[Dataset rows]
::::
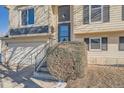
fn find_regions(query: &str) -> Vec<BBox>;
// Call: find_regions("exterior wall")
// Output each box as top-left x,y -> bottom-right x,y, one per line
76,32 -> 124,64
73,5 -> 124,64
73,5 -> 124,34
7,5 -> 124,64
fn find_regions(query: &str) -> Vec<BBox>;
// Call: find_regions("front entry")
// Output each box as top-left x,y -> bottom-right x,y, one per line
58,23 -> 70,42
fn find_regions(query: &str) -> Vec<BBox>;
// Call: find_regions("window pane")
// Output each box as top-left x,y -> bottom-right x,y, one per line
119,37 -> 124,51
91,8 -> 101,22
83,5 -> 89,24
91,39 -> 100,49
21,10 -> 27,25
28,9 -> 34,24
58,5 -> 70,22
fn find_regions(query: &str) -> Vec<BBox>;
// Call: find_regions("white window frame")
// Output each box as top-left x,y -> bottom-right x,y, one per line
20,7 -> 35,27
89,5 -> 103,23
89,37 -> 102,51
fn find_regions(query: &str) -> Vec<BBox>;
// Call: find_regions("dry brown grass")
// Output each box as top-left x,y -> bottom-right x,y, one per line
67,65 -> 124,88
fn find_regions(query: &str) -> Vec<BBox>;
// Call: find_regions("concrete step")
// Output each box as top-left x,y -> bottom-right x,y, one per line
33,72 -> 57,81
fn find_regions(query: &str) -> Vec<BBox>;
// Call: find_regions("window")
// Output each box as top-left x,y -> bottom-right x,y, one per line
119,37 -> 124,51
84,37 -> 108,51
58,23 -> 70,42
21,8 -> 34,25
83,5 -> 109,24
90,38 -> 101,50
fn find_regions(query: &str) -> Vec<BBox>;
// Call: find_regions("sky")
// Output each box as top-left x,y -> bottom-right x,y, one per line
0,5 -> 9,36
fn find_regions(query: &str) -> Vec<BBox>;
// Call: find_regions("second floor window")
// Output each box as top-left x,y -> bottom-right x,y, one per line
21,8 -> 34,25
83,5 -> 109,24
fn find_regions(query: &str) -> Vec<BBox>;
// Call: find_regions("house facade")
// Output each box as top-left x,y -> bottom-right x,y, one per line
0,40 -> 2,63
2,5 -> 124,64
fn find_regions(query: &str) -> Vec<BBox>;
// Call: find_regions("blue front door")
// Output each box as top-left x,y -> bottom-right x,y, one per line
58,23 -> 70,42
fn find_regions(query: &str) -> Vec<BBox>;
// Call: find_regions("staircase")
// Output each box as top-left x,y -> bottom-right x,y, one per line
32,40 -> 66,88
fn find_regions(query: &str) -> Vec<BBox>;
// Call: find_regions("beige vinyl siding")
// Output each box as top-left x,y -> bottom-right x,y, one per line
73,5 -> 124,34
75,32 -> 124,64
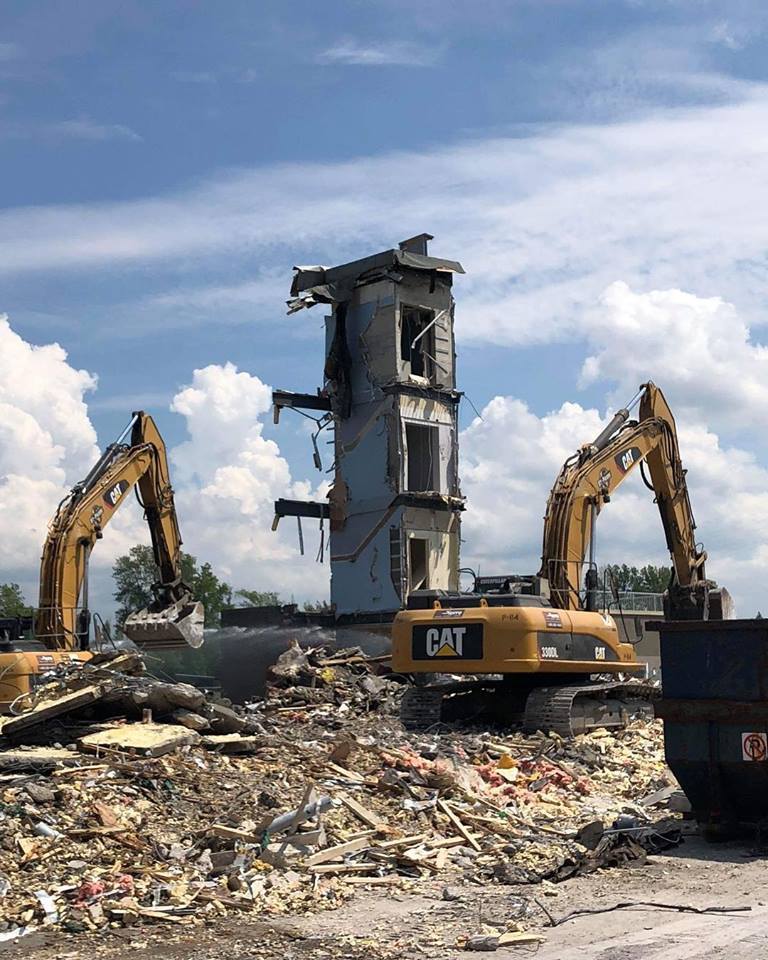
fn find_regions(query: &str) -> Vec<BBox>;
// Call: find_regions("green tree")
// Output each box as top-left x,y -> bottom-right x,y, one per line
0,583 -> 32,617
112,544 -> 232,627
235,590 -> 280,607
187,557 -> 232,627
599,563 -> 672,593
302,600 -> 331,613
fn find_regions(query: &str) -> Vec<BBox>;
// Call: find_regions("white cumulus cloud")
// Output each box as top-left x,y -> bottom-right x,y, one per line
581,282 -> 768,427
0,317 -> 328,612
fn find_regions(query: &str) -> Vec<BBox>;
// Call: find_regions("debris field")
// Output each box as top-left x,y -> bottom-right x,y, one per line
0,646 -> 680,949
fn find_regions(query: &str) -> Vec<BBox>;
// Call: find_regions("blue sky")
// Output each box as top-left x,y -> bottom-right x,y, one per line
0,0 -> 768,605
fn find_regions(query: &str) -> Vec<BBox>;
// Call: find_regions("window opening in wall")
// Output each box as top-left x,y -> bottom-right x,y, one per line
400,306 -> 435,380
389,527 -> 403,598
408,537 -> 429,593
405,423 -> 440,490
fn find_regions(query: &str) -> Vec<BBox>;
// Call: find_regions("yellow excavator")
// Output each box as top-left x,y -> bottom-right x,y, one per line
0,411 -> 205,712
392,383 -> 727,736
::::
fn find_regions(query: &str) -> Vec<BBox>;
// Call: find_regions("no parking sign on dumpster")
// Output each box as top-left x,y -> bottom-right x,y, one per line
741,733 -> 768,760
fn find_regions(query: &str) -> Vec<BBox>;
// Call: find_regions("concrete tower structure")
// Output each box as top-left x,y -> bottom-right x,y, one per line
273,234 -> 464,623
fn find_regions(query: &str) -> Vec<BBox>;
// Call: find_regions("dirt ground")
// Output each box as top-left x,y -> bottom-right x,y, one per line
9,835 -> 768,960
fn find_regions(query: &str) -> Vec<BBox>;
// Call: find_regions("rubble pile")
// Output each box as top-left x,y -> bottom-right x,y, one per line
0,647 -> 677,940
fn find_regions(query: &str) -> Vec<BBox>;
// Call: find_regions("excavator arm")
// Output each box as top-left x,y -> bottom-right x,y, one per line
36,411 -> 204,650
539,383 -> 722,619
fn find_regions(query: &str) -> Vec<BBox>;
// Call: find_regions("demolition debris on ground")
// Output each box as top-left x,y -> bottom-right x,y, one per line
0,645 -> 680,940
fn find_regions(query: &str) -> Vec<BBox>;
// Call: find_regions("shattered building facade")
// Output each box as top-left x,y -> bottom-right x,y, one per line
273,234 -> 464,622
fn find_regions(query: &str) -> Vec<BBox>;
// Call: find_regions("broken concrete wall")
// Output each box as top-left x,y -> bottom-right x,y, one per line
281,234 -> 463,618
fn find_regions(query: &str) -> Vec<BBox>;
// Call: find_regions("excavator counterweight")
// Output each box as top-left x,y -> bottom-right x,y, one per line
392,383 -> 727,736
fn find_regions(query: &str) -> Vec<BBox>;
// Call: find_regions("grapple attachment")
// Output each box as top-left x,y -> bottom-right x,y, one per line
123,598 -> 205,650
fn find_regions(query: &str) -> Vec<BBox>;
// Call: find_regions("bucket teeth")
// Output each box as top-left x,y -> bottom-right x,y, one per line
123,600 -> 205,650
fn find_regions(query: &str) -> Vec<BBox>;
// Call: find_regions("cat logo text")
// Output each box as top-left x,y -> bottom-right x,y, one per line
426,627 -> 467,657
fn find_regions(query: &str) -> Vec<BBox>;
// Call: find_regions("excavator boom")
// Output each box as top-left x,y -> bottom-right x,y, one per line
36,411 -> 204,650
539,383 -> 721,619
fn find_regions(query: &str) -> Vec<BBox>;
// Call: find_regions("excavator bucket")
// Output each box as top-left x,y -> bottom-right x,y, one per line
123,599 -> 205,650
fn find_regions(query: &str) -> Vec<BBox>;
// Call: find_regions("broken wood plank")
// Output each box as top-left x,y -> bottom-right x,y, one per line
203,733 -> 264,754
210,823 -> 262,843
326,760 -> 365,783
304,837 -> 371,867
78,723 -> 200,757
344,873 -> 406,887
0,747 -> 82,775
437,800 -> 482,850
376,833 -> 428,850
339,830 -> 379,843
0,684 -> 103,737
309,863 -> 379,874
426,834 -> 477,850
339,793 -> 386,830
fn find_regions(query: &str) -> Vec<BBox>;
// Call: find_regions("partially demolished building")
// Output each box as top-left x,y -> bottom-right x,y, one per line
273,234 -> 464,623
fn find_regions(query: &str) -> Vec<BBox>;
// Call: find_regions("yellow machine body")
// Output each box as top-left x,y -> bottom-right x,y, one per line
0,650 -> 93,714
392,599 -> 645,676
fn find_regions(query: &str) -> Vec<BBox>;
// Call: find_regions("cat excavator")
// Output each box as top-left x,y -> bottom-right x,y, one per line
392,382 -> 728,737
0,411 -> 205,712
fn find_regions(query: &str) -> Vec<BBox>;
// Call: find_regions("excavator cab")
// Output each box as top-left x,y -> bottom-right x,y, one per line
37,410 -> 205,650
::::
Short task: Extract every line of the records above that contains the word "concrete".

Answer to this exercise:
// Call: find_regions("concrete step")
// Call: find_regions("concrete tower structure")
// Call: find_regions("broken concrete wall")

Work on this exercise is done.